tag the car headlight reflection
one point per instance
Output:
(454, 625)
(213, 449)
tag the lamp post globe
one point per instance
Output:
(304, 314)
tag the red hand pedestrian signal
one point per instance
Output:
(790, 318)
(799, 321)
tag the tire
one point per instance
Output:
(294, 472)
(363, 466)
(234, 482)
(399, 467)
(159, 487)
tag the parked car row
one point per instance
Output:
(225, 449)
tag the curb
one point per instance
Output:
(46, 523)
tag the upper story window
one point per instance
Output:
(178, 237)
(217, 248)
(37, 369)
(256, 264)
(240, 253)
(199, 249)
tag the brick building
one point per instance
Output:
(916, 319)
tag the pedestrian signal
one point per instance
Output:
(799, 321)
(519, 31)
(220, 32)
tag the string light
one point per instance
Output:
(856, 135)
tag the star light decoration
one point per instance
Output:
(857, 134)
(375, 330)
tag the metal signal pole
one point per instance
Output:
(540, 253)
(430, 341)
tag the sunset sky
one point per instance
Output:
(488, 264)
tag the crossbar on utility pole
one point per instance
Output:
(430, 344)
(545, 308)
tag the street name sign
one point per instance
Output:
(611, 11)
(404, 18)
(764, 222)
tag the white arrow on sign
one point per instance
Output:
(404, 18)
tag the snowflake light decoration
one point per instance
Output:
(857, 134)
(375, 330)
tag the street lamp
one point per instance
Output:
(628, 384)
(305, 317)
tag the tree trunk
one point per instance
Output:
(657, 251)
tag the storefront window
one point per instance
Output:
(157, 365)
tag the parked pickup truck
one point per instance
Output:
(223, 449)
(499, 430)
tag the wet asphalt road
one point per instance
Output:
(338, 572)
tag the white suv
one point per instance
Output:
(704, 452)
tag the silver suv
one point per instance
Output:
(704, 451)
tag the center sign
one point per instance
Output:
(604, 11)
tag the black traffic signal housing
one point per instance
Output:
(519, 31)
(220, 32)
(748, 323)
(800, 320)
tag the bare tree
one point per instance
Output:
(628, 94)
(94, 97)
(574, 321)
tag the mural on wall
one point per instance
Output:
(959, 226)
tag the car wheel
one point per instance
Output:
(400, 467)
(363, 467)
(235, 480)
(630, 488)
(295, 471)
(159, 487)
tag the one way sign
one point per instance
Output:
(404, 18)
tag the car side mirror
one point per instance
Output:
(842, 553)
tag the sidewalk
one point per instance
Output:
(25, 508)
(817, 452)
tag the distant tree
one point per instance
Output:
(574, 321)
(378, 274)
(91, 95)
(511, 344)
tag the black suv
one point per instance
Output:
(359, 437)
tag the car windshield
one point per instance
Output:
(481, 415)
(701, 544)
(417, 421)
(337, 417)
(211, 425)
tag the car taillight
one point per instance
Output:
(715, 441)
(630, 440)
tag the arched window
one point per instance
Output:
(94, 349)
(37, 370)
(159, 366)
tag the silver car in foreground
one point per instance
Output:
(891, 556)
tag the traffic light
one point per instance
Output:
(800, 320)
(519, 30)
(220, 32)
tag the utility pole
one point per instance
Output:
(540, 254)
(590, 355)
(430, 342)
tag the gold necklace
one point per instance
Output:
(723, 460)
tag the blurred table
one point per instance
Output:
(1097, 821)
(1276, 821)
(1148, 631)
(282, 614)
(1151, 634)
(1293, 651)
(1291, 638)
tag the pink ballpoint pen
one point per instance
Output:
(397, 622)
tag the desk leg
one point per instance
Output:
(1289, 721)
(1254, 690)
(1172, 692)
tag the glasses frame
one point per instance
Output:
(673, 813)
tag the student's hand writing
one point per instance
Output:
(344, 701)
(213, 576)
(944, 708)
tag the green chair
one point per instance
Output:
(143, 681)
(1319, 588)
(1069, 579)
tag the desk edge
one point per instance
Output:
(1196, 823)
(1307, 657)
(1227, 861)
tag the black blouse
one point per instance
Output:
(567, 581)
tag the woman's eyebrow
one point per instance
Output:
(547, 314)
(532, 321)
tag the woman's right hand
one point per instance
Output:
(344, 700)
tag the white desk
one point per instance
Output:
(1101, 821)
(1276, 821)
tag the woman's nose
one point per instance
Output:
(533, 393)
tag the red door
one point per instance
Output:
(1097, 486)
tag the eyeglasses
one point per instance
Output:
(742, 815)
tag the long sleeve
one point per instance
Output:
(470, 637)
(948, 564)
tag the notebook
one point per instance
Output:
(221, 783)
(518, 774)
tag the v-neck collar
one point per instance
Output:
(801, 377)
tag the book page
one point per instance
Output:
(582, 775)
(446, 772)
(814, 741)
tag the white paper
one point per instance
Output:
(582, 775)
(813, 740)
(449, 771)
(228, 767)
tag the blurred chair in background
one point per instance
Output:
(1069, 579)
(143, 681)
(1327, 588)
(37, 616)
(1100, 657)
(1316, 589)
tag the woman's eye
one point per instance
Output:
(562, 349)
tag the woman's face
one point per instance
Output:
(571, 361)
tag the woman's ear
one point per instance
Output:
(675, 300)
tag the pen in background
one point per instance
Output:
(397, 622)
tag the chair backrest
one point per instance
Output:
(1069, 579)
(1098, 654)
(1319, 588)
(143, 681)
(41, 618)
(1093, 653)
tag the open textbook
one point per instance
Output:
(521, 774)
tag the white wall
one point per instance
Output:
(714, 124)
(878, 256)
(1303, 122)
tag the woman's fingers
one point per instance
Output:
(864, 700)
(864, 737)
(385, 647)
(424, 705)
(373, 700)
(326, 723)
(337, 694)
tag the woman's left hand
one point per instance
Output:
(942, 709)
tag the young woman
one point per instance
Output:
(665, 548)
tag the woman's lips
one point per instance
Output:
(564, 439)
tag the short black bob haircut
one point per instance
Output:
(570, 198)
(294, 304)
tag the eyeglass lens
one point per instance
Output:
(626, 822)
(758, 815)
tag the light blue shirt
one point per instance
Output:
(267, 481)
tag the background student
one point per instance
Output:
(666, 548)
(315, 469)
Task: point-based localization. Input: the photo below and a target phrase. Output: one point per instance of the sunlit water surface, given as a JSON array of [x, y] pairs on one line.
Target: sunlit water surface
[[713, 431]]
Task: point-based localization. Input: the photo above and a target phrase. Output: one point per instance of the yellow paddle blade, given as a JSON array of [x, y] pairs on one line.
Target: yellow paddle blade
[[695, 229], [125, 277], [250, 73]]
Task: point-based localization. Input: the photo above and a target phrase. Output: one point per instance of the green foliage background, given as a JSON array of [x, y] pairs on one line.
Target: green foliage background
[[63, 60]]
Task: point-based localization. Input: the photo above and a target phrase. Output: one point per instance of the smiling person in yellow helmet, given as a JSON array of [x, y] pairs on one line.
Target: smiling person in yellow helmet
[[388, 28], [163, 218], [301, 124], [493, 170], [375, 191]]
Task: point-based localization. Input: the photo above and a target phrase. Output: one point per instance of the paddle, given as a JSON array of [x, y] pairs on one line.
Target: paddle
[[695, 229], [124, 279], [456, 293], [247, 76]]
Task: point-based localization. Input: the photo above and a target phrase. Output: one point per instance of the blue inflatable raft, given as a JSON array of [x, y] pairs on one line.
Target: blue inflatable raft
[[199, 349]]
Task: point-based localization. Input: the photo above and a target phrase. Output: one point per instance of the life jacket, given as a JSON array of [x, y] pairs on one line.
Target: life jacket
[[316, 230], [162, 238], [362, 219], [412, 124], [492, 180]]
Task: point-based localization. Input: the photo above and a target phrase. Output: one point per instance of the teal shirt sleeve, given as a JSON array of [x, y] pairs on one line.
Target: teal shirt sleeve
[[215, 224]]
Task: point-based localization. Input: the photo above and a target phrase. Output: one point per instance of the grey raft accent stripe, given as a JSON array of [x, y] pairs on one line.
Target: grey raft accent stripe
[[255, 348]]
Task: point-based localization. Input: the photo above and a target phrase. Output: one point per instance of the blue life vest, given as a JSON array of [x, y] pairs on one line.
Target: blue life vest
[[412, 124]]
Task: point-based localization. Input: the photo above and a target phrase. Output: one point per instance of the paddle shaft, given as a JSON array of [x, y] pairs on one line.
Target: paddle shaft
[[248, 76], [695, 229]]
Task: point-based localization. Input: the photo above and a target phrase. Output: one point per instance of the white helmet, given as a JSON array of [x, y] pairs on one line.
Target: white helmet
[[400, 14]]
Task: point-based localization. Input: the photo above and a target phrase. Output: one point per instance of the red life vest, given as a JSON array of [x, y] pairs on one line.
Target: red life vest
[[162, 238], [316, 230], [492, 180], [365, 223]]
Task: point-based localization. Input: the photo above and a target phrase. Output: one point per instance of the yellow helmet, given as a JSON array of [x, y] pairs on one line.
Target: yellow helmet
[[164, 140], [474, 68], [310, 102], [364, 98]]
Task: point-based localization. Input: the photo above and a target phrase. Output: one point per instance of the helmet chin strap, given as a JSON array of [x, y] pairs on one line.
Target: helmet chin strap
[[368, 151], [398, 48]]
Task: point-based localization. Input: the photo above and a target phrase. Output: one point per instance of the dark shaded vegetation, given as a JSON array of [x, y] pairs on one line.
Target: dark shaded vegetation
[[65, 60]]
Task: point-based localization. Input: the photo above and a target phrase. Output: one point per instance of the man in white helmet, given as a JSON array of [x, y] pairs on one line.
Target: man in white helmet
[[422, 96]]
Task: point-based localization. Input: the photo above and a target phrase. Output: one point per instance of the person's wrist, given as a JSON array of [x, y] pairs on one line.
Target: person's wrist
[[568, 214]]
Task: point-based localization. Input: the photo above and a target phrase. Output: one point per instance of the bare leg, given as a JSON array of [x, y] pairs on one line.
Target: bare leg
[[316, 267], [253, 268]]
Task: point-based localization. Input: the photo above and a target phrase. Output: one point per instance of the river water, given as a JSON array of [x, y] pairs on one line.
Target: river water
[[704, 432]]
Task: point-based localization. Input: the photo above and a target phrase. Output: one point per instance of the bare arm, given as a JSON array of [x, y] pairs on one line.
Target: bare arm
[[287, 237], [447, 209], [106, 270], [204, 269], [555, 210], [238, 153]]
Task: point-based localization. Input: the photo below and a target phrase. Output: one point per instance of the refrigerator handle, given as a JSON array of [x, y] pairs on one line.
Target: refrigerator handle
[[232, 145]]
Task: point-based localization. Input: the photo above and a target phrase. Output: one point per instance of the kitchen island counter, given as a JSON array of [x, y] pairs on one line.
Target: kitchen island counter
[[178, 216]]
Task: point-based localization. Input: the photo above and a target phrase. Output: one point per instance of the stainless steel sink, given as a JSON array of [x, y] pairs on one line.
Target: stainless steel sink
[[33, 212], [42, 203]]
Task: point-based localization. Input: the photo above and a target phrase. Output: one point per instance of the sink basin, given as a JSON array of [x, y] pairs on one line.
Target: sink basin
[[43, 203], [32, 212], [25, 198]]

Work to be completed:
In the listing, take the stretch from the line containing "tag the woman's ear" through the line containing "[[713, 431]]". Write out only those lines again, changing "tag the" to "mark the" everywhere it appears and leaving everything else as is.

Written solution:
mark the woman's ear
one point per instance
Output:
(675, 300)
mark the pen in background
one point per instance
Output:
(397, 622)
mark the chair backrest
one point per instance
Output:
(1069, 579)
(1098, 654)
(1319, 588)
(143, 681)
(41, 618)
(1093, 653)
mark the open textbook
one point per instance
Output:
(521, 774)
mark the white wall
one point per instance
Output:
(714, 124)
(878, 256)
(1303, 122)
mark the woman's fingers
one point per instance
Output:
(864, 700)
(864, 737)
(385, 647)
(424, 705)
(373, 700)
(326, 723)
(337, 694)
mark the woman's left hand
one point per instance
Output:
(942, 709)
mark the young woman
one point per instance
Output:
(665, 548)
mark the woman's lips
one point per instance
Output:
(564, 439)
mark the short black bob haircut
one point per instance
Output:
(570, 198)
(294, 304)
mark the eyeglass lens
one point per instance
Output:
(626, 822)
(758, 815)
mark the light blue shirt
one point per instance
Output:
(267, 481)
mark the background student
one point per instance
Output:
(666, 548)
(315, 469)
Task: point-based localization. Input: the photo below and a target phrase. Output: one point per instance of the sunlit water surface, given as a JSON array of [x, y] pairs on one line.
Target: sunlit water surface
[[713, 431]]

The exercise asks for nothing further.